### Exercise input ###
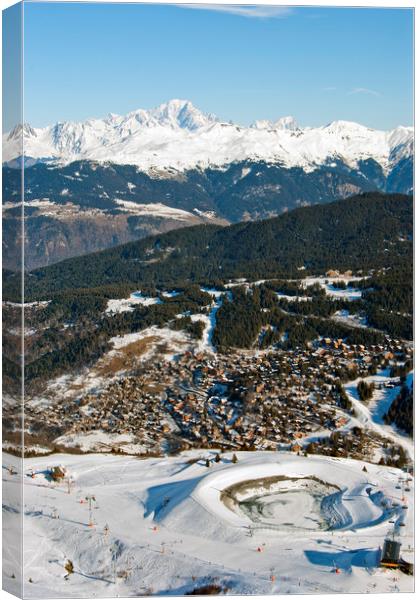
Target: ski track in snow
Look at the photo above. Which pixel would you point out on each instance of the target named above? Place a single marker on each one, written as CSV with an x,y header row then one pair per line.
x,y
168,525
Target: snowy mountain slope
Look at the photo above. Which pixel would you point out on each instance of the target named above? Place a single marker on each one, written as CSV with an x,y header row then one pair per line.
x,y
178,135
159,526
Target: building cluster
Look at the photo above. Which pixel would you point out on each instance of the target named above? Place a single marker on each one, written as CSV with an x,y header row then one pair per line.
x,y
244,401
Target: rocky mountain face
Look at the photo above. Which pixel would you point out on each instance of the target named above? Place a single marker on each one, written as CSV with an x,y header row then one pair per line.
x,y
100,183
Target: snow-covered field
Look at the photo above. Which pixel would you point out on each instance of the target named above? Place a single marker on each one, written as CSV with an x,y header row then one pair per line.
x,y
160,525
370,414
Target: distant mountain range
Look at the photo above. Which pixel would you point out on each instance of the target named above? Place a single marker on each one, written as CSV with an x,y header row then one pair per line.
x,y
176,135
104,182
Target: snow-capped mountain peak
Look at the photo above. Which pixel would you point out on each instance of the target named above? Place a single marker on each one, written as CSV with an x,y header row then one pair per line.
x,y
285,123
177,135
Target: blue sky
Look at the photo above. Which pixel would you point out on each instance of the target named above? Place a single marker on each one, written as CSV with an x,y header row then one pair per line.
x,y
317,64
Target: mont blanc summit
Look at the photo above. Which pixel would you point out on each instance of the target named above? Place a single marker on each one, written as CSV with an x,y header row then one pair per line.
x,y
177,135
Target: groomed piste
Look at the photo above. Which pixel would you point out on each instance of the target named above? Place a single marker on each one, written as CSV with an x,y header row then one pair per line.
x,y
271,523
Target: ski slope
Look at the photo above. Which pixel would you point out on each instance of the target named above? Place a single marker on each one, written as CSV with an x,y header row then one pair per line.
x,y
160,526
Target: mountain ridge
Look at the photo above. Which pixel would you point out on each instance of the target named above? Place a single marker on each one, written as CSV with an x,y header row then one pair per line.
x,y
178,135
367,231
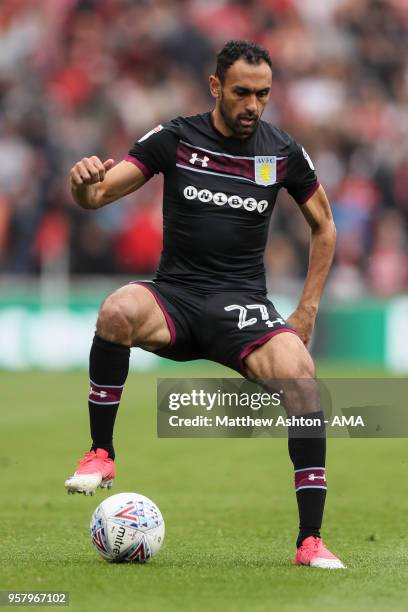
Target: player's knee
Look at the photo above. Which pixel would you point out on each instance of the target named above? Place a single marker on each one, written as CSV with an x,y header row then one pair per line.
###
Activity: Please reproduce exactly and only the lines from the first line of the records through the line containing "Target: rocky mountain face", both included, omitting any pictures.

Task result:
Target: ski track in snow
Look at the photo above. Which pixel would you point out on each instance of the target named above? Place a single marker on each one, written as CSV with an x,y header row then one pair per line.
x,y
168,525
Target: snowy mountain slope
Look at the photo above. Which pixel would you point out on each instance of the target named above? Place a single marker on each one, written as CSV with an x,y header row then one pair per line.
x,y
178,135
159,526
Target: building cluster
Look at the photo above. Which pixel would you point out on each instance of the target named above? Place a single marker on each one, written as CSV with an x,y header row then one pair per line.
x,y
244,401
Target: rocky mountain face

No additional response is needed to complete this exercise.